### Given passage
The NSI parameters defined in the QM formalism have been widely used in the study of neutrino oscillations, and their concepts are rather phenomenological. However, to study the effects originating from some UV physics, it is better to parameterize the NSI parameters in the QFT framework, i.e., in terms of the Wilson coefficients in the Lagrangian of the LEFT since these Wilson coefficients are directly related to the parameters in the UV theory as depicted in figure 1. On the other hand, it was recently pointed out in Ref. Falkowski:2019kfn that matching the differential rate $R_{\alpha\beta}$, defined as the number of oscillation events observed per second per neutrino energy Antusch:2006vwa ; Falkowski:2019kfn , in both formalisms to obtain the connection between the NSI parameters and the Wilson coefficients in LEFT is highly non-trivial. Furthermore, this matching procedure is not guaranteed to give a meaningful match of the two sets of parameters unless one works in the linear approximation in terms of $\epsilon^{s,d}$. In what follows, in light of the smallness of the neutrino NSI parameters, we will adopt the matching procedure described in Ref. Falkowski:2019kfn to the linear order and study effects from these charge-current NSI parameters.²²2For the neutral-current neutrino NSIs, see, for example, Ref. Dev:2019anc for a recent review and Refs. Choudhury:2018xsm ; Masud:2018pig ; Friedland:2011za ; Pandey:2019apj ; Babu:2020nna ; Liu:2020emq ; Dey:2020fbx for their recent studies. In this work, however, we will only focus on the charged-current NSI parameters.

### Work to complete
1) According to the passage on neutrino NSI parameters, how is the differential rate $R_{\alpha\beta}$ defined?
2) State whether each statement agrees with the passage on neutrino NSI parameters, and support each yes or no with the deciding words quoted from it. (a) The Wilson coefficients in the LEFT Lagrangian are directly related to the parameters in the UV theory. (b) Matching the two formalisms is guaranteed to give a meaningful match of the parameters at any order. (c) The work focuses on the neutral-current NSI parameters.
3) Continue the passage on neutrino NSI parameters, starting right after its final sentence.

### Listed entries
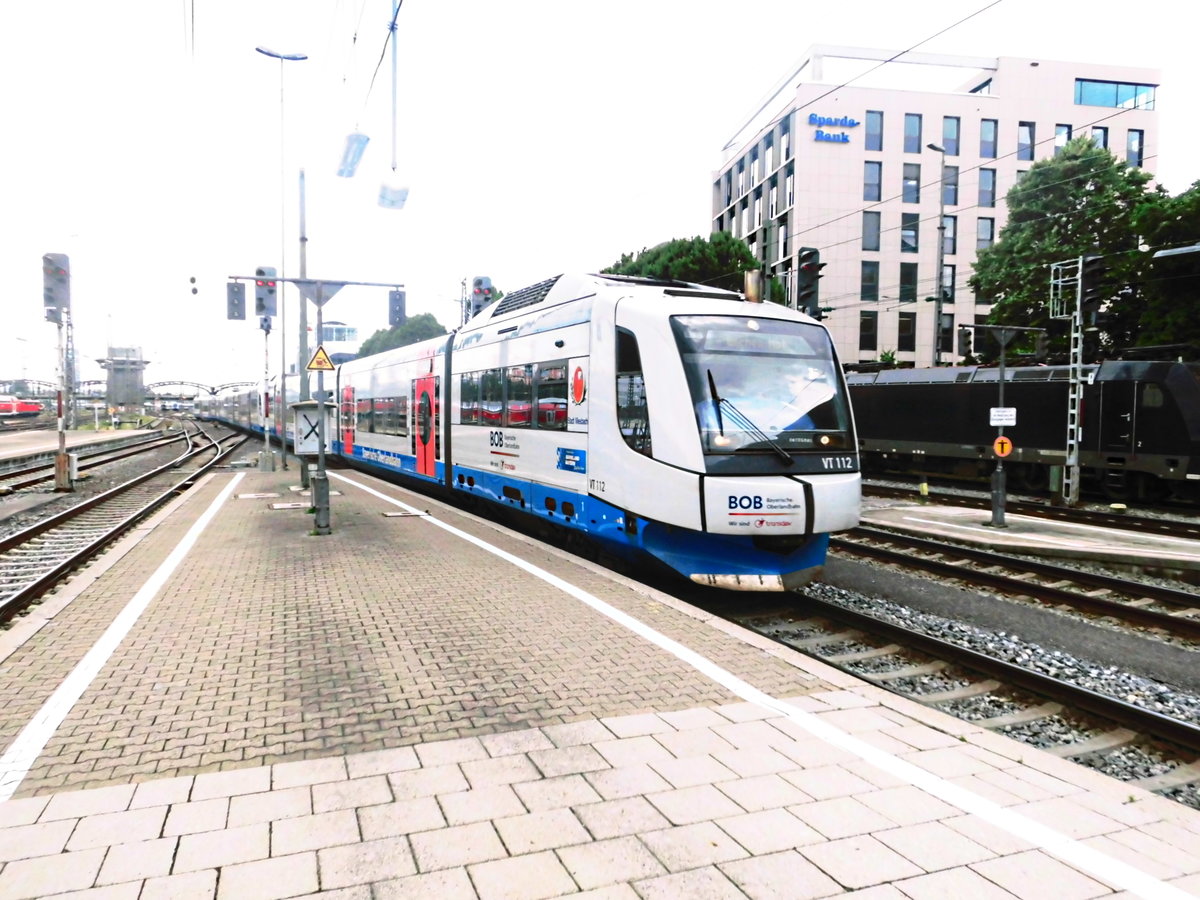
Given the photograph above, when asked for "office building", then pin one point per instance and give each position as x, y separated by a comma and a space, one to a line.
865, 173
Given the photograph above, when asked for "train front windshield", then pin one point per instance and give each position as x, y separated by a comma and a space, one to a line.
762, 385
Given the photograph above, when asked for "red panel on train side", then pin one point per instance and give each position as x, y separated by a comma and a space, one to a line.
349, 418
425, 406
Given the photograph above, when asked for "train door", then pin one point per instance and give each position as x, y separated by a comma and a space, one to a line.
425, 435
348, 418
1117, 412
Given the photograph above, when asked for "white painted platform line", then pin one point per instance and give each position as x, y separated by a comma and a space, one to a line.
23, 753
1113, 871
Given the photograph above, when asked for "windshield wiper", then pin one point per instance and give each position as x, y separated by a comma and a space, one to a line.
717, 403
743, 421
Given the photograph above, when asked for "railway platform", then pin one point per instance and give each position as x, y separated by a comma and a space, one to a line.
1039, 537
424, 703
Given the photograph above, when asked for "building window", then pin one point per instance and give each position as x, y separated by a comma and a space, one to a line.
912, 132
951, 185
910, 232
1026, 137
907, 281
951, 235
870, 281
874, 130
873, 173
906, 337
985, 233
870, 231
1114, 94
988, 129
1061, 136
868, 330
1135, 141
987, 187
948, 283
951, 135
911, 183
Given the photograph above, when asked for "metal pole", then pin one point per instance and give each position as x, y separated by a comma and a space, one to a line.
941, 263
997, 477
280, 412
303, 359
61, 465
267, 461
319, 480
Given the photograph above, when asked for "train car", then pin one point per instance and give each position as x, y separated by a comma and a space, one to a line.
665, 421
1140, 424
16, 408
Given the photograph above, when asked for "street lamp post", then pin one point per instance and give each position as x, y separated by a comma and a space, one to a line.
939, 281
280, 413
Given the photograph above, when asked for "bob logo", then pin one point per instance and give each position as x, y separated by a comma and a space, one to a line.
579, 387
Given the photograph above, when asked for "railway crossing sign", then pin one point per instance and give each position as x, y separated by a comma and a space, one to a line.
321, 361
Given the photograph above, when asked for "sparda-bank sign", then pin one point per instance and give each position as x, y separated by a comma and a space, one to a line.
823, 123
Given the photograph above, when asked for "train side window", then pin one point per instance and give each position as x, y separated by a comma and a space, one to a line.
402, 415
468, 397
550, 395
633, 414
491, 397
519, 396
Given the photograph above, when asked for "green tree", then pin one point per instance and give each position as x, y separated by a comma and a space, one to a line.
415, 329
718, 261
1169, 293
1080, 202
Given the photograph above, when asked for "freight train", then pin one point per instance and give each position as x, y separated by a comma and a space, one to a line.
664, 421
1140, 424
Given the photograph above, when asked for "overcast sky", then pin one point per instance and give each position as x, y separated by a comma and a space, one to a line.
143, 139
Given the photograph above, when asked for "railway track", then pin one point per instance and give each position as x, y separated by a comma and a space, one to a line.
1171, 527
1162, 609
1038, 707
39, 468
36, 558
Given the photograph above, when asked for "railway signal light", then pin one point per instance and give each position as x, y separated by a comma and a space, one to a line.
396, 307
480, 293
264, 291
55, 286
807, 288
964, 341
235, 300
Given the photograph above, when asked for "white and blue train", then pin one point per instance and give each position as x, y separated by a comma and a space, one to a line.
658, 419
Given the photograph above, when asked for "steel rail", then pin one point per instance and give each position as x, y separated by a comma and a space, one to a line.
28, 593
1181, 625
1147, 721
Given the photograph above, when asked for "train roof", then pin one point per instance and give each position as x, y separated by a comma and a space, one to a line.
567, 288
1107, 371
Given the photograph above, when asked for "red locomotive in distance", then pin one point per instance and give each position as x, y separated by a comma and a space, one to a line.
13, 407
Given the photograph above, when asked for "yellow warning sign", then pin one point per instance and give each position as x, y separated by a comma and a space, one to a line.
321, 361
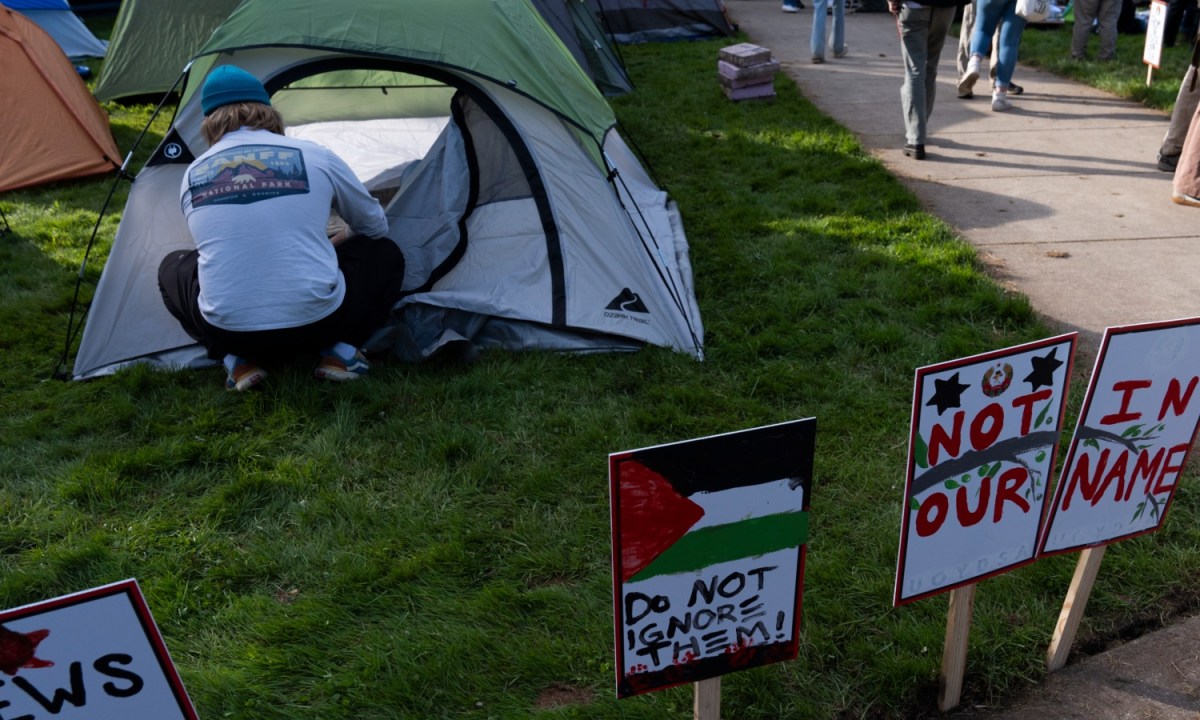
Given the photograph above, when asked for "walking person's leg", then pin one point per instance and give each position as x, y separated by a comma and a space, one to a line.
964, 53
1085, 17
1108, 15
913, 23
1181, 118
839, 29
817, 37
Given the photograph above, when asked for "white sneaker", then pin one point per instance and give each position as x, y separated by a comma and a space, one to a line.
967, 82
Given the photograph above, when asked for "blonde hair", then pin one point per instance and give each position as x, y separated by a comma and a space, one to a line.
229, 118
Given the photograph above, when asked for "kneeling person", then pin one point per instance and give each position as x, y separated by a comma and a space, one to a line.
265, 281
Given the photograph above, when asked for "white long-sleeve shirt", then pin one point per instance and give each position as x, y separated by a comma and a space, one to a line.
257, 204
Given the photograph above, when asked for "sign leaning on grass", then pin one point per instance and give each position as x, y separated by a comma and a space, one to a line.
1134, 435
981, 453
90, 655
708, 553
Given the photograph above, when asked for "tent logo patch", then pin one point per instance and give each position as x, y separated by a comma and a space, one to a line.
247, 174
625, 303
628, 301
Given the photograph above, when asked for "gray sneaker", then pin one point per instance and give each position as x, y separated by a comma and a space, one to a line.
1168, 162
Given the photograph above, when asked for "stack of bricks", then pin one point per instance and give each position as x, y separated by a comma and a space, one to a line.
747, 71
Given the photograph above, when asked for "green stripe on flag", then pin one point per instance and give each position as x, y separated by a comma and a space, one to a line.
719, 544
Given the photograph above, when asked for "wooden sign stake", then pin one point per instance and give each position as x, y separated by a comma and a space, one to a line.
1073, 606
954, 654
707, 705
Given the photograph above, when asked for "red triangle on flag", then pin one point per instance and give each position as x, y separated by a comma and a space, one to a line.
653, 516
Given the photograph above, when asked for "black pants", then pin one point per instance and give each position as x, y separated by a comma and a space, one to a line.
375, 275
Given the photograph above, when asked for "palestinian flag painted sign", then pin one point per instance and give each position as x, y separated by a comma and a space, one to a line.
1133, 439
708, 553
90, 655
984, 436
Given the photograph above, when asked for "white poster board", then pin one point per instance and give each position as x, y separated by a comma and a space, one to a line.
708, 555
1156, 23
1133, 438
90, 655
982, 449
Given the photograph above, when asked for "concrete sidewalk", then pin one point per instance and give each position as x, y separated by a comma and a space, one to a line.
1061, 195
1063, 199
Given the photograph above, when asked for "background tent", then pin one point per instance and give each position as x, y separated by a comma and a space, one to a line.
151, 42
577, 27
525, 220
64, 25
53, 129
652, 21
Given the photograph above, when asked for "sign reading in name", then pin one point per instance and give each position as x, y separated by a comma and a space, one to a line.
981, 454
1133, 438
708, 553
91, 655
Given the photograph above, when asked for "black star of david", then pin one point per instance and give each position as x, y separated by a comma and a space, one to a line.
947, 394
1043, 370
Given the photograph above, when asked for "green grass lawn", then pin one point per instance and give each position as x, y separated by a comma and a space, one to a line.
433, 541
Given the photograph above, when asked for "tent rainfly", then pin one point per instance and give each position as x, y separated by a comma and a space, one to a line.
55, 131
64, 25
526, 221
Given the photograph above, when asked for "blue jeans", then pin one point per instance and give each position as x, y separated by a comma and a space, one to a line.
839, 27
922, 36
989, 15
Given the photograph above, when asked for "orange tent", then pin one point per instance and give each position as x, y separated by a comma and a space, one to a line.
51, 126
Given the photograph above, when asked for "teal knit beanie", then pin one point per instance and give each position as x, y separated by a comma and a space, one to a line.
228, 84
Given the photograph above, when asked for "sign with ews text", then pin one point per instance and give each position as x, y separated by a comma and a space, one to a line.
91, 655
708, 553
1133, 438
981, 453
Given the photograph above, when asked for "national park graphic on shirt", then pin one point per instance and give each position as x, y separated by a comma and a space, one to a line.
247, 174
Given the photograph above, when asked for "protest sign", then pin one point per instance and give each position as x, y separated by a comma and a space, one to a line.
708, 553
1133, 437
1156, 25
91, 655
982, 449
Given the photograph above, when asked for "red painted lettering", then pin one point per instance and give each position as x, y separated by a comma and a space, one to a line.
1175, 399
1025, 403
1126, 388
1083, 480
953, 442
1117, 472
1146, 466
1011, 481
969, 517
1171, 467
993, 417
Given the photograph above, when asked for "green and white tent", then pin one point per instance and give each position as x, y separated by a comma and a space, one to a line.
151, 42
525, 220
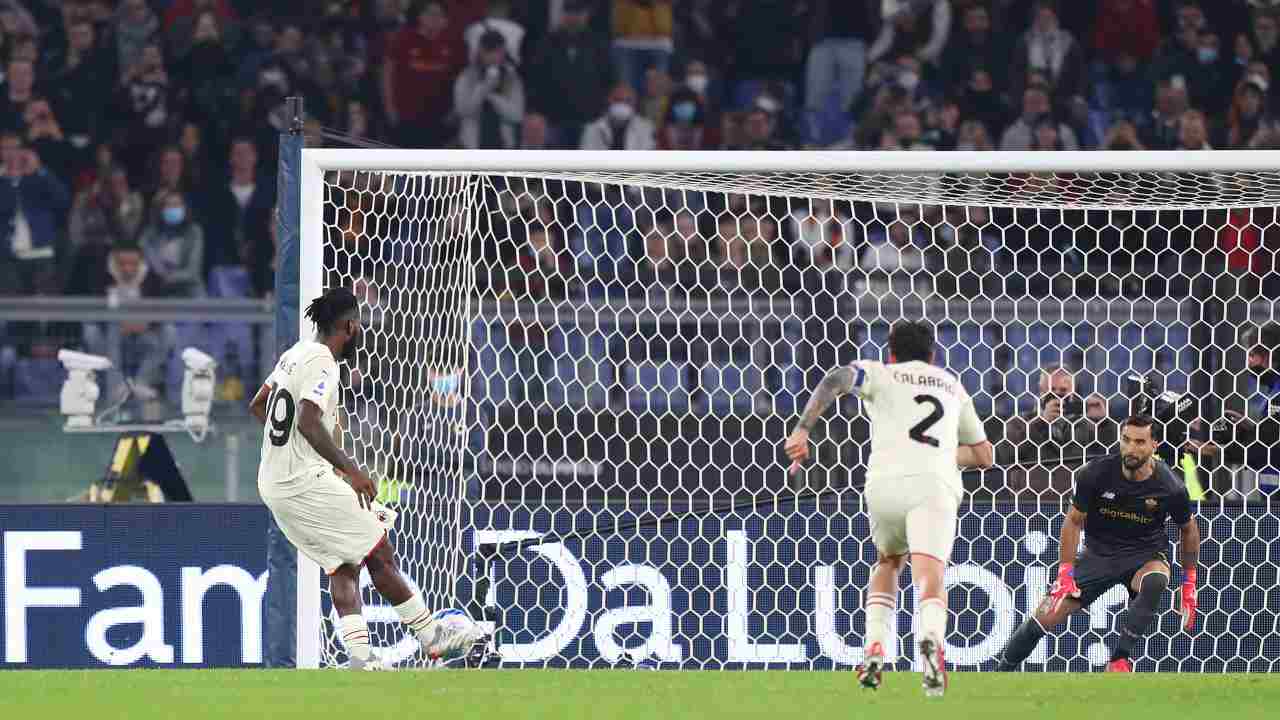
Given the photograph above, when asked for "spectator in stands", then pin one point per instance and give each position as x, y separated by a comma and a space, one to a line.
976, 48
973, 136
33, 205
1054, 51
837, 63
498, 19
45, 136
534, 132
135, 27
142, 347
173, 244
1127, 32
572, 50
759, 128
417, 81
1042, 447
1123, 136
19, 83
1036, 108
641, 39
981, 101
1247, 115
919, 30
1266, 36
145, 112
237, 210
108, 213
489, 98
1159, 131
620, 128
1193, 131
81, 85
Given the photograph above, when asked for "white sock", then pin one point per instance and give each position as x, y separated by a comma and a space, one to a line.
881, 614
414, 614
355, 636
932, 620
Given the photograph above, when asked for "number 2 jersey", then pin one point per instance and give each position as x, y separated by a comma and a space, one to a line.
305, 372
919, 414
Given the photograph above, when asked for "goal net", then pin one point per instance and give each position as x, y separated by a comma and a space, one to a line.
579, 370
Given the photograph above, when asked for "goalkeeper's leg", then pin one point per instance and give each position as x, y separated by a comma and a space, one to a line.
412, 609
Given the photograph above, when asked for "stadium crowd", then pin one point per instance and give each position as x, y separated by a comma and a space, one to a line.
138, 139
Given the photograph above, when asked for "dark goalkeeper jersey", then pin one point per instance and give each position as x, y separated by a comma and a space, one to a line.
1124, 516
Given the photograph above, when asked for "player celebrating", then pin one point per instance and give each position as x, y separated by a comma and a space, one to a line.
324, 516
923, 424
1124, 501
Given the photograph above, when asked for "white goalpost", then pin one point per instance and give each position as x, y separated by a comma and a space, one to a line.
580, 367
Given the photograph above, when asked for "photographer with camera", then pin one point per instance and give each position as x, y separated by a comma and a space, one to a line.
1042, 447
489, 98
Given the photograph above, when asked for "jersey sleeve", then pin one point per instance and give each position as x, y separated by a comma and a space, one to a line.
1083, 486
867, 377
970, 425
318, 381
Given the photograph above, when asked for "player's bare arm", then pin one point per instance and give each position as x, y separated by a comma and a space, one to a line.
257, 406
978, 456
1189, 556
837, 382
312, 429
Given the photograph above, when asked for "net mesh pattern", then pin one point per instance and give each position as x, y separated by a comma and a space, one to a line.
617, 358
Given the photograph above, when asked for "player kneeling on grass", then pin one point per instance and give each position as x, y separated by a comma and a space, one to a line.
923, 424
1123, 502
330, 519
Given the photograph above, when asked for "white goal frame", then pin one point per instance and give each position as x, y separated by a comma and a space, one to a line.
318, 162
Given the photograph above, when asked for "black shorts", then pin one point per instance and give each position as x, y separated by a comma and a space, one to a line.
1096, 574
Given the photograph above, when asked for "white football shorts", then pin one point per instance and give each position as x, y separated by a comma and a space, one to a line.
913, 515
327, 522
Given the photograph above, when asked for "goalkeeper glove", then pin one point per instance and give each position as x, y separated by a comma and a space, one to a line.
1188, 600
1065, 584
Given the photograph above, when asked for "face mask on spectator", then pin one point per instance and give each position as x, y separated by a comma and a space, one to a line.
621, 112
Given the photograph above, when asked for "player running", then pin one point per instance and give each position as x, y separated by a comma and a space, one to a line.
1124, 501
325, 516
923, 424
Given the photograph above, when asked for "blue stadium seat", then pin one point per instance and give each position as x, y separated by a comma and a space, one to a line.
657, 387
731, 388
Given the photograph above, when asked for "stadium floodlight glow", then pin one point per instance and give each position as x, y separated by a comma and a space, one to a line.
197, 391
80, 392
631, 415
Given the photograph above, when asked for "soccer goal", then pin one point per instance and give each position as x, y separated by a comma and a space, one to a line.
579, 369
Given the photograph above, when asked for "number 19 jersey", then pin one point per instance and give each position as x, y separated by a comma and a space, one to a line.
305, 372
919, 414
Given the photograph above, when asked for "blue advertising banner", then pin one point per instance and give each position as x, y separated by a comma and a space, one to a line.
169, 586
784, 589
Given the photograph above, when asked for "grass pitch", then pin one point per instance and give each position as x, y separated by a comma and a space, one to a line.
622, 695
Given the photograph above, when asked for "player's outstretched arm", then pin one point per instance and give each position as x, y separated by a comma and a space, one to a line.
314, 431
1189, 557
837, 382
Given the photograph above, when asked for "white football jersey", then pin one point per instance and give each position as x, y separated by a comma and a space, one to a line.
919, 414
306, 372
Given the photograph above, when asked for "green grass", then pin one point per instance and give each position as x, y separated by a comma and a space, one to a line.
622, 695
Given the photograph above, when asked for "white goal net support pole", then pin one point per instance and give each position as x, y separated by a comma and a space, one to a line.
579, 369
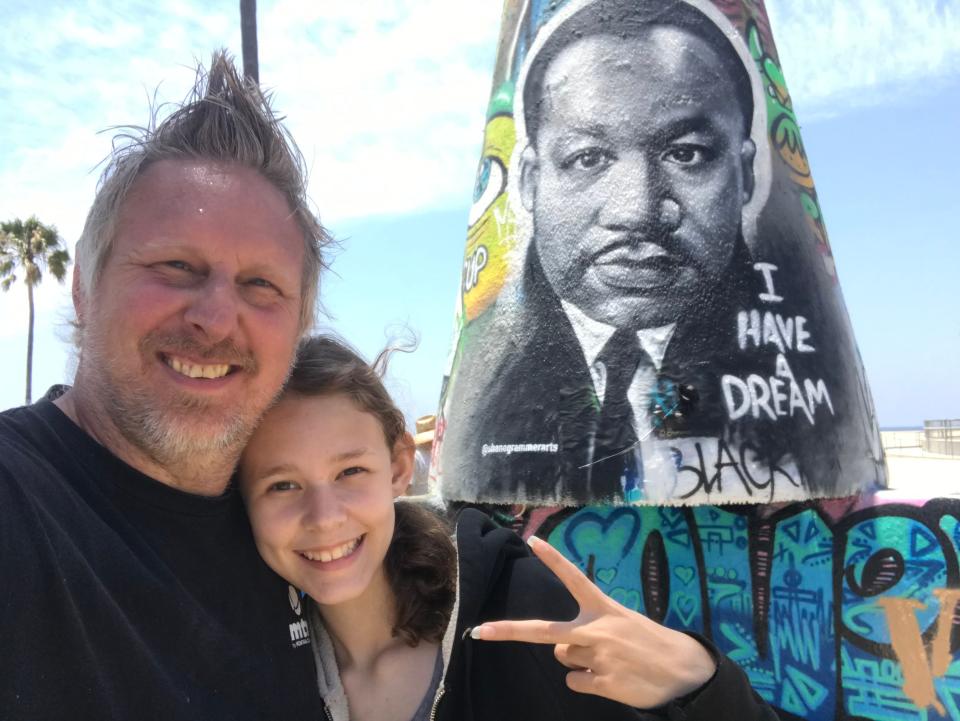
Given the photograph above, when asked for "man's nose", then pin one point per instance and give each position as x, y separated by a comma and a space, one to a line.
637, 195
213, 311
323, 509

### Outputs for the tasks
1) It is the number of oscillation events observed per second per neutrino energy.

2)
(a) Yes: "these Wilson coefficients are directly related to the parameters in the UV theory"
(b) No: "this matching procedure is not guaranteed to give a meaningful match of the two sets of parameters unless one works in the linear approximation"
(c) No: "we will only focus on the charged-current NSI parameters"

3)
To start, we write down the most general charged-current (CC) neutrino NSIs in LEFT asFalkowski:2019kfn :³³3For this CC NSIs, we adopt the convention used in Ref. Falkowski:2019kfn , where the (V+A), scalar, pseudoscalar and tensor-type interactions are also introduced. In the case of general neutrino interactions, we refer the reader to Ref. Bischer:2019ttk .

	$\displaystyle\mathcal{L}_{\rm CC}\supset$	$\displaystyle-\frac{2V_{ud}}{v^{2}}\left\{\left[\mathbf{1}+\epsilon_{L}\right]^{ij}_{\alpha\beta}\left(\bar{u}_{i}\gamma^{\mu}P_{L}d_{j}\right)\left(\bar{\ell}_{\alpha}\gamma_{\mu}P_{L}\nu_{\beta}\right)+\left[\epsilon_{R}\right]^{ij}_{\alpha\beta}\left(\bar{u}_{i}\gamma^{\mu}P_{R}d_{j}\right)\left(\bar{\ell}_{\alpha}\gamma_{\mu}P_{L}\nu_{\beta}\right)\right.$
		$\displaystyle+\frac{1}{2}\left[\epsilon_{S}\right]^{ij}_{\alpha\beta}(\bar{u}_{i}d_{j})\left(\bar{\ell}_{\alpha}P_{L}\nu_{\beta}\right)-\frac{1}{2}\left[\epsilon_{P}\right]^{ij}_{\alpha\beta}\left(\bar{u}_{i}\gamma_{5}d_{j}\right)\left(\bar{\ell}_{\alpha}P_{L}\nu_{\beta}\right)$
		$\displaystyle+\left.\frac{1}{4}\left[\epsilon_{T}\right]^{ij}_{\alpha\beta}\left(\bar{u}_{i}\sigma^{\mu\nu}P_{L}d_{j}\right)\left(\bar{\ell}_{\alpha}\sigma_{\mu\nu}P_{L}\nu_{\beta}\right)+\mathrm{h.c.}\right\},$		(3)

where from now on we use the Roman letters $i,j=\{1,2,3\}$ to represent the flavor of quarks, and the Greek letters $\alpha,\beta=\{e,\mu,\tau\}$ to that of charged leptons and neutrinos, $P=P_{L,R}$ are the chiral projection operators for the left- and the right-handed state of Dirac spinors. Since the energy scale of neutrino oscillation experiments are oftentimes very small, the first generation of quarks is to be understood when the $i,j$ indices are omitted for the NSI parameters $\epsilon_{L,R,S,P,T}$.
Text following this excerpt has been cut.